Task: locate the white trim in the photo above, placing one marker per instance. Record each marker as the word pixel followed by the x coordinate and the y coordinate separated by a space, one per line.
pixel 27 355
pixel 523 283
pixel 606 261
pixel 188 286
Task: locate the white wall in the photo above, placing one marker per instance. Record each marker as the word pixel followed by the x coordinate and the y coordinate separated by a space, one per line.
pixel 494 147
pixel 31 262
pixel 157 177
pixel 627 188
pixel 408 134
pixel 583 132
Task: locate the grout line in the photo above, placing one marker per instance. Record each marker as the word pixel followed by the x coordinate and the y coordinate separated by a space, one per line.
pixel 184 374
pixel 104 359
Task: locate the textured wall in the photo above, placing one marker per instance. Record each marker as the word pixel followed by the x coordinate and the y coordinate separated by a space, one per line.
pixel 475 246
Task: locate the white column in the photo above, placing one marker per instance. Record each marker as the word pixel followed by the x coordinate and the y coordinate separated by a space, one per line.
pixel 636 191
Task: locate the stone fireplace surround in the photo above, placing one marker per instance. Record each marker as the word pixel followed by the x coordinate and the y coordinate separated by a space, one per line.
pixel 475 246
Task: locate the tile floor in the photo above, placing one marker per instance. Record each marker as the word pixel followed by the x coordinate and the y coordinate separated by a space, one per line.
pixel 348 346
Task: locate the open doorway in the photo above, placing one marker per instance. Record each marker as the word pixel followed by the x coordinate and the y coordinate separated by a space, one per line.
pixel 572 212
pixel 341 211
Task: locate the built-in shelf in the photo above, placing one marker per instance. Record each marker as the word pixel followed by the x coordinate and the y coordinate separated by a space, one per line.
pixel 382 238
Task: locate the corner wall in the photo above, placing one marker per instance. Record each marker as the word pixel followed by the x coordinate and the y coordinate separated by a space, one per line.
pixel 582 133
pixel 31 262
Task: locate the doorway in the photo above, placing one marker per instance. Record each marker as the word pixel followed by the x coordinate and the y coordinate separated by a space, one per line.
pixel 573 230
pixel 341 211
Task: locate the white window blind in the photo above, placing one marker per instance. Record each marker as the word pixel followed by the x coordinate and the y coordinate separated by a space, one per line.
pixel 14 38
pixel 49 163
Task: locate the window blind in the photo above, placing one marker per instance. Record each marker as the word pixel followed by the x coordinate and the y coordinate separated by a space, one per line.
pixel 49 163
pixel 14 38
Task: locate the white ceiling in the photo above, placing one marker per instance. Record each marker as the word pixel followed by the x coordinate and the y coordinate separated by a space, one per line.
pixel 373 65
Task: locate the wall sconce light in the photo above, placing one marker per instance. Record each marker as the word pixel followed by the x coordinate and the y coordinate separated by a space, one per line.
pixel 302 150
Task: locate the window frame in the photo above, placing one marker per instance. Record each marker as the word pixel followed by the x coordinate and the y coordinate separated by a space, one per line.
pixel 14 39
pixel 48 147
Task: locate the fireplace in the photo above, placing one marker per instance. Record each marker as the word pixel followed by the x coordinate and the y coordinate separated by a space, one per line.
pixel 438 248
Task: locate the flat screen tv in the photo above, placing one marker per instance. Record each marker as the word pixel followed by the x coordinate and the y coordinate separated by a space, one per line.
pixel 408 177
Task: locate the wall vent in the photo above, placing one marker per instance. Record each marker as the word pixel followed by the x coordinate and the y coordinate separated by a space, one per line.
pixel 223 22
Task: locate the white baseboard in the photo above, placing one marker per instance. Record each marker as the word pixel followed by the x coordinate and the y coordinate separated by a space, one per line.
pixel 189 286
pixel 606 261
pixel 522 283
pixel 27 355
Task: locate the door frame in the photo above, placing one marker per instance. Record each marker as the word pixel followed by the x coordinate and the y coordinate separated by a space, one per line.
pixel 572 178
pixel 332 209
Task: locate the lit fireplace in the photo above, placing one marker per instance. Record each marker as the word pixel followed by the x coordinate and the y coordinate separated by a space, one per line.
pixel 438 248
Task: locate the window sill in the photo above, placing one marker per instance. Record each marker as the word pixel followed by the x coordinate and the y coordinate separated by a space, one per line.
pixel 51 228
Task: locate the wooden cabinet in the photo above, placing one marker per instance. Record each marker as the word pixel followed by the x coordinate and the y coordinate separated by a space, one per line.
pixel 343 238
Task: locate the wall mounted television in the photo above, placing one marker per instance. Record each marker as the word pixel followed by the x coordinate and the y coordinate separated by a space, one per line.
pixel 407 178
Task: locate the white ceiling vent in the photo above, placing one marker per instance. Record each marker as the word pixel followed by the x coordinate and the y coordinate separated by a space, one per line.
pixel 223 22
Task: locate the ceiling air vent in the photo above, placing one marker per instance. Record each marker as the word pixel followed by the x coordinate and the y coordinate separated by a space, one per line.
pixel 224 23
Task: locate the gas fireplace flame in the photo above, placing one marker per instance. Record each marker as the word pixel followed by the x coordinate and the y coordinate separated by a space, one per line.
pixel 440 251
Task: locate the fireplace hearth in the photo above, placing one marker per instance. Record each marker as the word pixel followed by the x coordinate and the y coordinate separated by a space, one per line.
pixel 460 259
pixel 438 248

■ EXERCISE DESCRIPTION:
Please copy each line above exactly as written.

■ SOLUTION TO THIS TASK:
Task: locate the white trim in the photo above, placing one marker per instance. Record each marker as the word pixel followed by the x coordinate and the y coordinate separated by a space, one per line.
pixel 27 355
pixel 523 283
pixel 606 261
pixel 188 286
Task: locate the white wall in the photo above, placing one marker per instance. Record each marker as the word pixel followed by the x coordinate and the y coordinate separated by a space, one per line.
pixel 494 147
pixel 31 262
pixel 157 177
pixel 627 188
pixel 408 134
pixel 583 132
Task: locate the grout line in the photo above, placing one marker per instance. Record each marker as the word pixel followed by the x coordinate and the y coordinate separated by a space, one per line.
pixel 184 374
pixel 104 359
Task: locate the textured wall in the photo above, placing one marker per instance. Record each marker as the word pixel followed by the x coordinate and the y coordinate separated by a space, one per line.
pixel 475 246
Task: locate the white column in the photo above, placing one marker per instance. Record each marker as the word pixel followed by the x coordinate and the y coordinate separated by a space, one per line.
pixel 636 191
Task: locate the stone fireplace surround in the photo above, placing one marker per instance. Record each marker as the word pixel followed by the x coordinate and the y coordinate separated by a space, one per line.
pixel 475 246
Task: locate the tile floor in the photo above, placing one marker per instance. Record each marker as the word pixel followed by the x coordinate and the y coordinate separated by a space, one per line.
pixel 348 346
Task: locate the open doorway in the photo above, placing one marker per instance. Record each marker as the word pixel followed by the x coordinate and the y coordinate separated by a space, one per line.
pixel 572 212
pixel 341 211
Task: locate the built-in shelf in the photo above, placing one marker per instance. Record each marker as the word pixel followed by the x coordinate and the y coordinate separated by a space, one per line.
pixel 382 238
Task: locate the corner wall in the photo above, placing one marker per instance. Record each marker as the word pixel followed by the x coordinate and the y coordinate separated by a space, one per line.
pixel 582 133
pixel 31 262
Task: locate the doorway in the photo above, placing one marker per instance. Record each marker as the word pixel followed by the x coordinate and the y coordinate separated by a space, one per line.
pixel 573 230
pixel 341 211
Task: locate the white window blind in the photo above, placing one marker per instance. Record each marker as the word pixel followed by the x coordinate and the y coordinate separated by a space, one per line.
pixel 14 38
pixel 49 163
Task: locate the window blind in the photo above, placing one marker per instance. Record each marker as the word pixel followed by the x coordinate and the y coordinate separated by a space, one per line.
pixel 49 163
pixel 14 38
Task: locate the white ceiling in the photo above, placing one marker per instance. Record each marker as the word pixel followed by the x coordinate and the y coordinate separated by a space, one per line.
pixel 373 65
Task: locate the wall sconce light in the photo above, placing one marker per instance. Record each marker as the word pixel followed by the x coordinate and the y coordinate separated by a space, one per line.
pixel 302 150
Task: locate the window frame in the photo above, placing one marker per instance. Record each marker as the word pixel followed by the x coordinate and the y coordinate separated by a space, one per line.
pixel 14 39
pixel 48 147
Task: locate the fireplace in the photo above, placing one marker per instance. Record each marker as the word pixel followed by the x coordinate and the y coordinate separated by a space, one per line.
pixel 438 248
Task: locate the flat screen tv in the photo above, placing one marker per instance. Record each marker as the word pixel followed by the x coordinate and the y coordinate separated by a space, one per line.
pixel 408 177
Task: locate the wall vent in the photo above, placing one marker per instance. Record each marker as the word pixel followed by the x coordinate and the y coordinate separated by a space, one per line.
pixel 223 22
Task: locate the white baseboard in the photo above, placing one marker per instance. Record each marker as the word pixel followed by the x coordinate and the y coordinate separated by a space, one per line.
pixel 189 286
pixel 606 261
pixel 522 283
pixel 27 355
Task: locate the door frame in the photo above, placing one marker per instance. Record each marker as the word pixel followed by the x coordinate and the y coordinate separated by a space, one per line.
pixel 572 178
pixel 332 209
Task: locate the lit fireplace in the photo above, placing one marker per instance. Record each marker as the word pixel followed by the x coordinate and the y coordinate separated by a space, one per line.
pixel 438 248
Task: locate the window sill in the photo above, placing one marker per instance. Record each marker as the word pixel followed by the x coordinate and the y coordinate separated by a space, one per line.
pixel 51 228
Task: locate the wooden cabinet in the photo above, placing one marker per instance. Record each marker as the word pixel followed by the x coordinate and the y coordinate separated by a space, one per line.
pixel 343 238
Task: locate the wall mounted television in the photo above, placing one marker per instance. Record each marker as the word pixel followed by the x coordinate and the y coordinate separated by a space, one per line.
pixel 407 178
Task: locate the white ceiling vent in the photo above, placing one marker per instance. Record each marker as the word pixel followed by the x coordinate and the y coordinate separated by a space, one per line.
pixel 223 22
Task: locate the ceiling air vent in the photo above, placing one marker per instance. Record each marker as the word pixel followed by the x coordinate and the y coordinate separated by a space, one per line.
pixel 224 23
Task: locate the gas fireplace flame in the photo above, placing one marker per instance. Record each marker as the word pixel followed by the x coordinate and the y coordinate separated by a space, one per line.
pixel 440 251
Task: locate the fireplace hearth in the photo above, placing one marker per instance. Record each marker as the word pixel followed by the x coordinate and the y coordinate separated by a space, one per line.
pixel 460 259
pixel 438 248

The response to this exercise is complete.